▸ TASK TO COMPLETE
Transcribe every record that appears below, exactly and in full.

▸ TASK INPUTS
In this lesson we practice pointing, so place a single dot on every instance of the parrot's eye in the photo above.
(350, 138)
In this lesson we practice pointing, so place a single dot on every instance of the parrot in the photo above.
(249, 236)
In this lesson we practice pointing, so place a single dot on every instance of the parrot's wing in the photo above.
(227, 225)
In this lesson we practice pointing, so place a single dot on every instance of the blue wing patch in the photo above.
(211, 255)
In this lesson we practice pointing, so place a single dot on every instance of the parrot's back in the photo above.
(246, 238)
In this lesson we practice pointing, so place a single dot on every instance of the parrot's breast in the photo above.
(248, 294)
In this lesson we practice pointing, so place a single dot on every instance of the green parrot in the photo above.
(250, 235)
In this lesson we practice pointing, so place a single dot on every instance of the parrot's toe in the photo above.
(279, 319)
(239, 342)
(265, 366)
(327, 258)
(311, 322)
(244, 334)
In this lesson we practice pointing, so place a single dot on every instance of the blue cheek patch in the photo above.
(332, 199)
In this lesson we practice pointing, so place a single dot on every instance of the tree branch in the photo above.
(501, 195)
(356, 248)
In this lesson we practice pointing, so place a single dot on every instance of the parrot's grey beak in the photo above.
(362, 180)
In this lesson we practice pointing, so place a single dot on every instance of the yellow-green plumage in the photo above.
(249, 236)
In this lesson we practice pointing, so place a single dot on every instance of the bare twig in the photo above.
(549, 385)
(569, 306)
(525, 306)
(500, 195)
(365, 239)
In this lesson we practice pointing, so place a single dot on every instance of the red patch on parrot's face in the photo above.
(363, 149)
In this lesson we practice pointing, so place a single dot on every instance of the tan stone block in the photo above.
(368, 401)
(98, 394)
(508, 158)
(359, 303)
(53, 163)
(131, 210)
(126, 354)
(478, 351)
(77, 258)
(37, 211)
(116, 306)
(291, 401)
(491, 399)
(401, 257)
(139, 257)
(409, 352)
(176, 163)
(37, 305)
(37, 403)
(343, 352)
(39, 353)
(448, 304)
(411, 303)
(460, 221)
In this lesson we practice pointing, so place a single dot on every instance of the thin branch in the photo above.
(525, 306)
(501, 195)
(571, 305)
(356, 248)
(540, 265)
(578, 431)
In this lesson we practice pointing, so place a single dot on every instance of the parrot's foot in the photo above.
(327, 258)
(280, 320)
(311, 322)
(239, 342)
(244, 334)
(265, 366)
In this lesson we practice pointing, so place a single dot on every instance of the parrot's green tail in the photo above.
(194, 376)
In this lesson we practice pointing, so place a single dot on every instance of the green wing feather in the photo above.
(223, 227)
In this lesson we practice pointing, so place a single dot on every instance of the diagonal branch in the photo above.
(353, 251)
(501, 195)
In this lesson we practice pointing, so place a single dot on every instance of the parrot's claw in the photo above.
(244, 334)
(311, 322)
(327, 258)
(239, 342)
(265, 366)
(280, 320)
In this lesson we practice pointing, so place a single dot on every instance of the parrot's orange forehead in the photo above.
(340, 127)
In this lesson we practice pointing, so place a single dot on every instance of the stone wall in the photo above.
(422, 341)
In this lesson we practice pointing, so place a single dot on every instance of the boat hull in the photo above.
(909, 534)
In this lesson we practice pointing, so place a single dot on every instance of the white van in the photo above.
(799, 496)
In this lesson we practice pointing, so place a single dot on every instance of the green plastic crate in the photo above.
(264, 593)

▸ WRITTEN RESPONSE
In this lesson we practice pointing, so place a single dot on every instance of the parrot's eye in the photo above.
(350, 138)
In this lesson we practice pointing, so place a single dot on every instance of the parrot in the photo above.
(249, 236)
In this lesson we practice pointing, so place a single dot on every instance of the parrot's wing in the photo above.
(227, 225)
In this lesson we practice pointing, so place a single dot on every instance of the blue wing patch in the photo above.
(211, 255)
In this lesson we practice pointing, so place a single dot on every instance of the parrot's back in the photo above.
(246, 238)
In this lesson we practice pointing, so place a single dot on every instance of the parrot's breast in the photo above.
(248, 294)
In this lesson we practice pointing, so place a single dot on every instance of the green parrot in the photo above.
(250, 235)
In this lesson we practice pointing, so place a single dot on every instance of the parrot's toe in the photo above.
(279, 319)
(239, 342)
(265, 366)
(327, 258)
(311, 322)
(244, 334)
In this lesson we practice pointing, so place a single dot on every instance of the blue cheek patch in the photo above.
(332, 199)
In this lesson we practice pointing, so place a single dot on every instance of the tree branch in the photo above.
(501, 195)
(356, 248)
In this lesson we practice pointing, so place a single dot on every instance of the parrot's grey beak in the photo above.
(362, 180)
In this lesson we practice pointing, so place a single dot on every instance of the yellow-green plumage in the photo above.
(249, 236)
In this lesson we practice pointing, so place a single dot on every instance of the bare twig in the photo above.
(549, 385)
(569, 306)
(525, 306)
(500, 195)
(365, 239)
In this lesson we practice pointing, so place a single dot on every instance of the red patch on parrot's face in the photo above.
(363, 149)
In this lesson we practice pointing, so place a single dot on every instance of the tan stone block in the photo above.
(368, 401)
(98, 394)
(508, 158)
(359, 303)
(53, 163)
(131, 210)
(126, 354)
(478, 351)
(77, 258)
(37, 211)
(116, 306)
(291, 401)
(491, 399)
(401, 257)
(139, 257)
(409, 352)
(176, 163)
(37, 305)
(37, 403)
(343, 352)
(39, 353)
(448, 304)
(411, 303)
(460, 221)
In this lesson we practice pointing, so place a single dot on every instance of the thin branch in the photo above.
(525, 306)
(501, 195)
(571, 305)
(356, 248)
(540, 265)
(578, 431)
In this lesson we practice pointing, so place a single dot on every instance of the parrot's foot in the photo above.
(327, 258)
(280, 320)
(311, 322)
(239, 342)
(244, 334)
(265, 366)
In this lesson we practice pointing, so place a single dot on every instance of the parrot's green tail in the photo above.
(194, 376)
In this lesson we practice pointing, so place a single dot on every instance of the green wing feather in the photo above.
(223, 227)
In this lesson we practice pointing, so place a single dot on every instance of the diagonal branch in the photo above.
(353, 251)
(501, 195)
In this lesson we practice pointing, so place a single dot on every instance of the parrot's claw in the photo above.
(244, 334)
(311, 322)
(327, 258)
(239, 342)
(265, 366)
(280, 320)
In this lesson we practice pointing, so place a single dot on every instance of the parrot's orange forehead in the photo above.
(340, 127)
In this lesson we practice pointing, so place a single dot on every instance of the stone wall in the photo above.
(422, 341)
In this lesson we practice pointing, so place a single dot on every instance of the boat hull in the photo above.
(909, 534)
In this lesson we practice pointing, so place a single dot on every instance of the white van in the photo above.
(799, 496)
In this lesson we practice pointing, so place a single dot on every instance of the green plastic crate in the photo above.
(264, 593)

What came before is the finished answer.